▶ [Problem to work on]: Please extract each line in the data below that contains the string "Search". The match is case-sensitive.

## start Data section

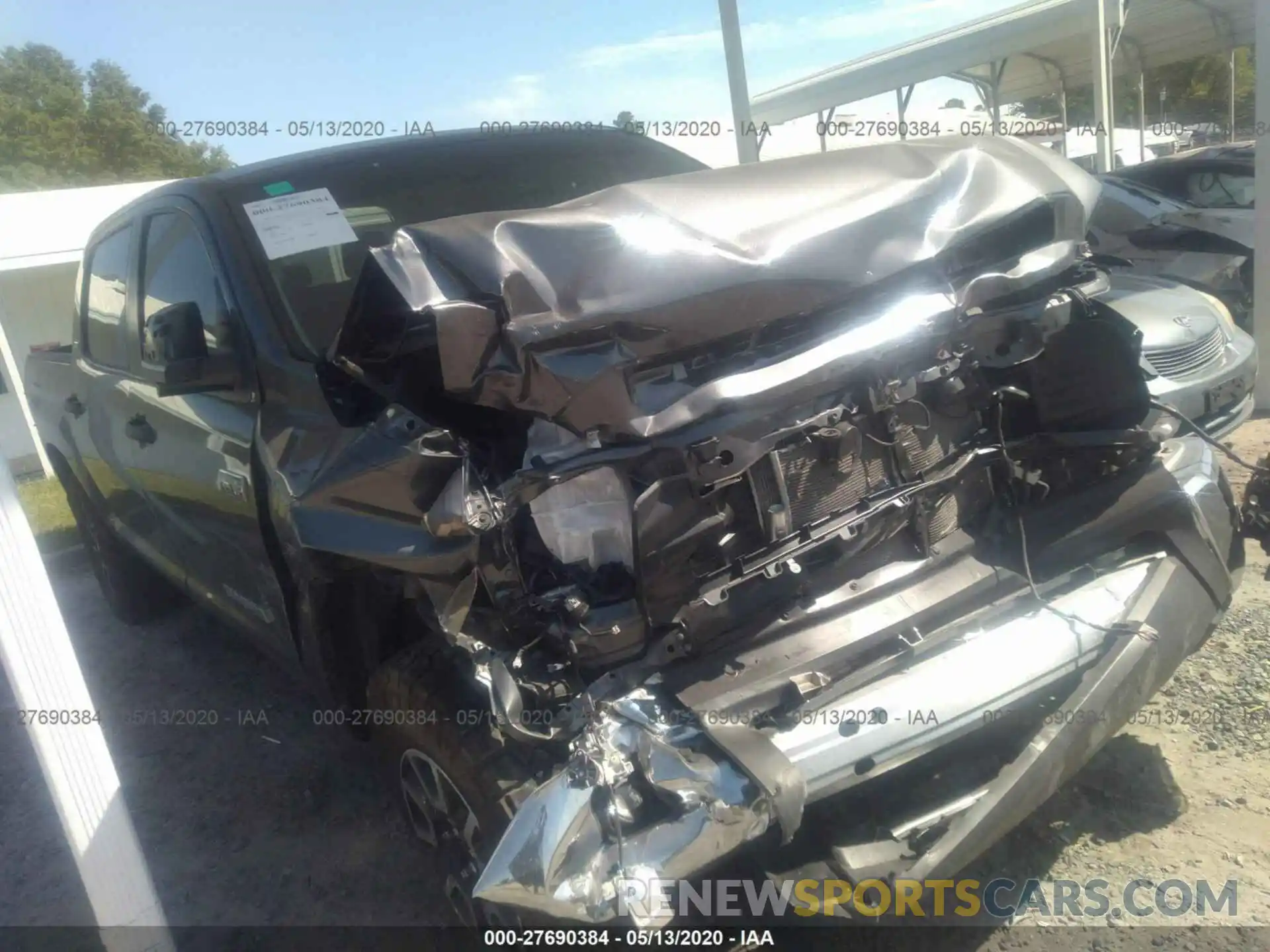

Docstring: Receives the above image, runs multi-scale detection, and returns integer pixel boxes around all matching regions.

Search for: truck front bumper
[475,438,1242,923]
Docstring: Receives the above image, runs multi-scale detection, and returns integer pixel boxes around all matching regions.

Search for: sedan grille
[1142,327,1226,377]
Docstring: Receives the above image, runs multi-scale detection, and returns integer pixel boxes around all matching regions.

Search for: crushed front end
[278,139,1242,922]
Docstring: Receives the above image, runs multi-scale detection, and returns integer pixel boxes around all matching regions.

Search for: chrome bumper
[475,438,1242,924]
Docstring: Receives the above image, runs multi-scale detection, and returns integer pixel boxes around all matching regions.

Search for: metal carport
[719,0,1270,409]
[719,0,1256,171]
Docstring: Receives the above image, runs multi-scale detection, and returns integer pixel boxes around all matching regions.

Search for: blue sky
[0,0,1017,163]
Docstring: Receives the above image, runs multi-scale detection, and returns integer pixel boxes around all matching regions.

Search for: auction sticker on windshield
[243,188,357,262]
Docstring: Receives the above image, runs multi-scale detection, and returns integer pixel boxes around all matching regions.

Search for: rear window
[84,225,132,370]
[230,132,707,354]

## end Data section

▶ [Solution to this problem]:
Search for: truck front bumper
Search for: sedan grille
Search for: crushed front end
Search for: chrome bumper
Search for: metal carport
Search for: blue sky
Search for: auction sticker on windshield
Search for: rear window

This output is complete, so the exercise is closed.